Provided data =
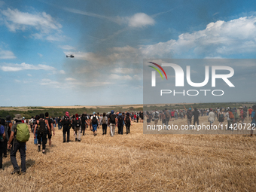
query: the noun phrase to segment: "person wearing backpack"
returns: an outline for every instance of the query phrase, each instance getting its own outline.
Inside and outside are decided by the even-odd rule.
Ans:
[[[212,108],[209,109],[209,113],[208,114],[208,121],[210,122],[210,126],[212,125],[213,122],[215,120],[215,113],[212,111]]]
[[[84,136],[85,131],[85,121],[87,120],[87,117],[84,114],[82,114],[82,117],[81,117],[81,133],[83,133],[83,136]]]
[[[248,113],[248,108],[247,108],[246,105],[245,105],[244,108],[243,108],[243,118],[244,118],[245,120],[246,120],[247,113]],[[243,123],[243,122],[242,122],[242,123]]]
[[[223,113],[222,108],[220,109],[220,112],[218,113],[218,122],[220,123],[221,128],[223,128],[223,122],[224,122],[224,114]]]
[[[49,113],[48,112],[45,113],[45,119],[48,120],[48,124],[49,124],[49,126],[50,126],[50,132],[47,133],[47,136],[48,136],[48,139],[49,139],[49,146],[50,147],[52,132],[53,132],[53,136],[55,136],[55,132],[54,132],[53,120],[51,118],[49,118]]]
[[[75,141],[81,142],[81,120],[79,119],[78,114],[75,114]]]
[[[193,111],[193,115],[194,115],[194,126],[195,126],[196,123],[197,123],[197,127],[199,125],[199,111],[197,108],[194,108]]]
[[[163,112],[163,114],[164,114],[165,119],[163,123],[165,124],[166,126],[168,126],[169,117],[171,117],[171,115],[166,108],[165,108],[165,111]]]
[[[159,120],[159,111],[156,109],[155,111],[153,112],[152,116],[153,116],[154,125],[157,126],[158,123],[158,120]]]
[[[45,154],[45,145],[47,142],[47,133],[51,135],[51,131],[49,126],[49,122],[47,119],[44,119],[44,114],[39,114],[39,120],[36,120],[36,123],[34,129],[34,139],[35,139],[35,130],[38,132],[38,151],[41,151],[41,140],[42,140],[42,153]]]
[[[105,115],[105,113],[103,113],[103,117],[102,119],[102,135],[107,134],[107,127],[108,127],[108,117]]]
[[[187,110],[187,108],[185,108],[184,105],[183,105],[183,107],[184,107],[184,108],[185,109],[185,111],[187,112],[187,126],[188,126],[189,130],[190,130],[190,125],[192,123],[193,113],[191,111],[191,108],[189,108],[188,110]]]
[[[1,119],[0,121],[0,169],[3,169],[3,153],[5,148],[5,140],[6,130],[5,128],[5,120],[4,119]]]
[[[232,127],[232,124],[234,123],[235,117],[233,116],[231,108],[230,108],[228,111],[228,117],[229,117],[229,120],[227,120],[227,130],[233,130],[231,127]]]
[[[61,117],[58,117],[58,130],[61,130],[62,127],[62,125],[61,123]]]
[[[8,142],[9,141],[9,138],[11,136],[11,128],[13,126],[13,123],[11,123],[11,116],[8,115],[6,116],[6,121],[5,124],[5,148],[4,148],[4,157],[7,157],[7,148],[8,148]]]
[[[253,111],[251,111],[251,119],[252,120],[251,122],[251,137],[253,136],[253,129],[252,127],[256,127],[256,105],[252,106]]]
[[[126,113],[126,116],[124,117],[124,122],[125,126],[126,127],[126,135],[128,135],[128,133],[130,133],[130,127],[132,125],[132,119],[130,116],[130,113]]]
[[[72,127],[72,121],[69,117],[69,113],[66,112],[65,115],[62,117],[60,122],[63,126],[63,142],[66,142],[66,135],[67,135],[67,142],[69,142],[70,128]]]
[[[96,112],[93,112],[92,117],[90,117],[90,122],[92,123],[92,130],[93,132],[94,136],[97,135],[97,127],[98,127],[98,117],[96,114]]]
[[[117,119],[116,118],[116,116],[114,114],[113,110],[111,111],[111,114],[110,114],[110,117],[108,118],[108,123],[109,123],[110,134],[112,137],[112,136],[114,136],[115,126],[117,126]]]
[[[16,121],[16,123],[11,126],[11,133],[8,143],[8,149],[11,149],[11,162],[14,169],[11,174],[20,174],[20,167],[16,159],[16,153],[18,150],[20,154],[21,172],[25,173],[26,142],[29,139],[29,130],[28,126],[21,122],[22,116],[20,114],[15,114],[14,120]]]
[[[139,114],[138,114],[139,115]],[[139,117],[139,116],[137,116]],[[117,123],[117,127],[118,127],[118,134],[123,135],[123,119],[122,117],[122,113],[120,112],[118,114],[117,117],[118,123]]]

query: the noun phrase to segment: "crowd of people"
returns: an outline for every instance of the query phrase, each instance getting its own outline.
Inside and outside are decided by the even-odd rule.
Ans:
[[[233,124],[241,123],[244,123],[245,120],[248,117],[249,120],[252,120],[251,124],[255,124],[255,110],[256,105],[247,108],[246,105],[236,108],[194,108],[193,106],[187,109],[184,106],[183,109],[167,109],[159,111],[157,109],[151,111],[146,111],[147,123],[149,125],[153,122],[154,125],[159,124],[159,121],[163,125],[168,126],[169,121],[174,121],[178,118],[184,119],[187,117],[188,127],[192,129],[197,127],[199,124],[199,117],[200,116],[208,116],[208,121],[212,125],[217,119],[219,123],[223,126],[224,120],[227,120],[227,129],[230,129]],[[194,118],[193,118],[194,117]],[[194,122],[192,124],[192,119]],[[252,136],[253,130],[251,131]]]
[[[256,105],[236,108],[217,108],[207,109],[197,109],[191,108],[183,109],[167,109],[163,111],[154,110],[146,111],[145,117],[147,123],[155,125],[158,121],[161,121],[163,125],[169,124],[169,121],[175,119],[187,119],[187,125],[199,125],[199,117],[200,116],[208,116],[208,121],[212,125],[215,119],[222,125],[224,120],[227,120],[228,127],[233,123],[244,123],[245,120],[249,117],[251,123],[256,123]],[[194,117],[194,118],[193,118]],[[10,151],[11,162],[14,167],[11,174],[26,172],[26,142],[29,141],[30,131],[34,134],[34,144],[38,146],[38,151],[46,154],[46,145],[48,142],[51,146],[52,136],[55,135],[54,128],[58,126],[58,130],[62,130],[63,142],[70,141],[70,130],[72,128],[75,139],[76,142],[81,141],[81,136],[85,135],[85,130],[90,129],[93,133],[93,136],[97,135],[98,129],[102,126],[102,135],[107,134],[108,126],[111,137],[114,136],[116,127],[118,129],[118,134],[123,134],[123,128],[126,127],[126,133],[130,133],[130,126],[133,123],[143,123],[143,111],[135,113],[114,112],[99,114],[93,112],[91,114],[82,114],[79,115],[69,115],[68,111],[65,115],[59,117],[52,117],[48,112],[40,114],[32,117],[29,120],[26,120],[25,117],[19,114],[16,114],[13,121],[11,116],[7,116],[5,119],[0,120],[0,169],[3,169],[2,158],[8,157],[8,151]],[[159,122],[160,123],[160,122]],[[28,125],[27,125],[28,124]],[[252,130],[251,136],[252,136]],[[42,148],[41,149],[41,146]],[[21,172],[16,160],[16,154],[19,151],[21,159]]]
[[[70,130],[73,129],[75,142],[81,142],[81,135],[85,135],[85,130],[93,131],[94,136],[97,135],[97,129],[101,126],[102,135],[107,134],[109,126],[111,136],[114,136],[115,128],[118,129],[118,134],[123,134],[123,127],[126,126],[126,133],[130,133],[130,126],[133,122],[143,123],[143,112],[116,112],[111,111],[108,113],[92,114],[82,114],[69,115],[68,111],[65,115],[59,117],[49,117],[49,113],[40,114],[26,120],[20,114],[15,115],[13,120],[10,115],[0,121],[0,169],[3,169],[2,158],[8,157],[10,151],[11,161],[14,167],[11,174],[24,174],[26,172],[26,142],[29,141],[30,133],[34,135],[34,144],[38,145],[38,151],[46,154],[46,145],[48,142],[51,146],[52,136],[55,136],[54,128],[58,126],[59,130],[62,129],[63,142],[69,142]],[[29,129],[30,126],[30,131]],[[42,148],[41,148],[42,146]],[[21,159],[21,172],[16,160],[16,154],[19,151]],[[3,156],[4,154],[4,156]]]

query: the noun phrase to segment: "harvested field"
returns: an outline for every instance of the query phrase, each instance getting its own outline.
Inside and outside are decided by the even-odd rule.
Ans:
[[[11,175],[10,157],[4,159],[0,190],[255,191],[255,136],[143,135],[142,123],[134,123],[129,135],[87,130],[75,142],[71,130],[72,142],[62,143],[56,128],[46,155],[31,134],[27,172]]]

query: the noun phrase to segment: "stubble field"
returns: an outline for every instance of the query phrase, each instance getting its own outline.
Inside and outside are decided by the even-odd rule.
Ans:
[[[87,130],[81,142],[71,130],[72,142],[62,143],[55,130],[46,155],[31,133],[25,175],[11,175],[10,157],[4,159],[1,191],[255,191],[255,136],[144,135],[133,123],[130,134],[116,129],[114,137],[109,127],[105,136],[101,127],[96,136]]]

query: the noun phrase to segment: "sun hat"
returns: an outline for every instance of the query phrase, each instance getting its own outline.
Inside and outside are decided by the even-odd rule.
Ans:
[[[22,120],[23,117],[21,117],[20,114],[15,114],[15,117],[14,117],[14,120]]]

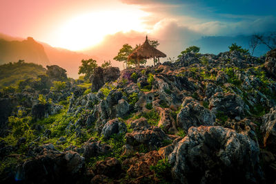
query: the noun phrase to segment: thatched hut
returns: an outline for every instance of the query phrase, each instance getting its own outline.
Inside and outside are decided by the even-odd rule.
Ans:
[[[159,61],[159,57],[166,57],[166,54],[161,52],[159,50],[156,49],[150,44],[148,41],[148,36],[146,37],[145,42],[136,48],[128,57],[128,61],[131,59],[135,59],[136,67],[139,67],[139,61],[144,59],[150,59],[155,57],[158,58]]]

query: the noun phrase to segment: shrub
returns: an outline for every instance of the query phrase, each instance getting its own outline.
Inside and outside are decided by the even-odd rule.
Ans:
[[[155,109],[152,109],[149,112],[143,113],[141,116],[148,120],[148,124],[150,125],[157,126],[158,122],[160,120],[160,116]],[[140,118],[139,117],[139,118]]]
[[[199,50],[200,50],[199,47],[195,46],[189,46],[188,48],[181,52],[181,55],[178,56],[178,58],[180,58],[184,54],[190,53],[197,53],[198,52],[199,52]]]
[[[12,134],[17,138],[26,137],[27,139],[32,138],[32,130],[30,127],[32,121],[32,117],[26,116],[23,118],[17,118],[10,116],[8,118],[9,126],[12,127]]]
[[[228,82],[232,83],[235,85],[239,86],[241,84],[242,82],[239,80],[236,75],[235,75],[234,68],[232,67],[226,68],[224,69],[225,73],[228,75]]]
[[[52,91],[60,91],[64,89],[66,86],[66,83],[65,82],[61,81],[54,81],[53,86],[51,87]]]
[[[135,105],[136,102],[138,101],[138,94],[137,93],[133,93],[128,97],[128,102],[130,104]]]
[[[168,104],[164,100],[161,100],[159,101],[159,104],[160,107],[162,107],[162,108],[168,108],[169,107]]]
[[[201,58],[200,59],[200,61],[202,64],[204,64],[206,66],[208,66],[208,64],[209,64],[209,60],[205,56],[201,57]]]
[[[249,54],[248,50],[241,48],[241,46],[239,46],[236,43],[232,44],[231,46],[228,46],[230,51],[237,50],[241,53]]]
[[[46,104],[47,103],[46,98],[42,94],[39,95],[39,100],[41,104]]]
[[[172,181],[171,168],[172,166],[166,158],[158,160],[157,165],[150,167],[150,170],[153,171],[155,176],[160,180],[161,183],[170,183]]]
[[[130,79],[133,81],[136,81],[137,80],[137,74],[135,72],[131,74]]]
[[[184,138],[186,136],[186,134],[185,134],[185,131],[184,129],[181,129],[181,128],[178,128],[177,131],[178,131],[177,136],[179,136],[181,138]]]
[[[152,85],[153,81],[155,80],[155,78],[153,77],[153,75],[152,73],[150,73],[148,75],[147,81],[150,85]]]
[[[146,108],[150,110],[152,109],[152,103],[150,102],[146,104]]]

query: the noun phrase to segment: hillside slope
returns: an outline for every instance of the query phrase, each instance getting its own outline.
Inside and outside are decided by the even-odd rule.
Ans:
[[[19,59],[42,65],[50,64],[43,46],[33,38],[28,37],[21,42],[1,39],[0,64],[15,62]]]
[[[41,65],[33,63],[17,62],[0,65],[0,89],[9,86],[15,86],[19,80],[37,78],[46,74],[46,69]]]
[[[275,66],[276,49],[185,53],[1,91],[1,182],[274,183]]]

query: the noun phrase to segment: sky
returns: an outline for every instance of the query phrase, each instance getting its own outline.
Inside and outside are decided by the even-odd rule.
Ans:
[[[275,31],[275,0],[0,0],[0,33],[72,50],[148,35],[179,52],[203,37]]]

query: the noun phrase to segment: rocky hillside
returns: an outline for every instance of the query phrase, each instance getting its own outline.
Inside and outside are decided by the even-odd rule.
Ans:
[[[156,67],[54,66],[0,98],[5,183],[274,183],[276,50]]]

Your objective =
Gather each line of the data above that contains the word "hillside" and reproduce those lines in full.

Expected answer =
query: the noun phrase to segment: hillside slope
query: the noun phrase to segment: rocky hillside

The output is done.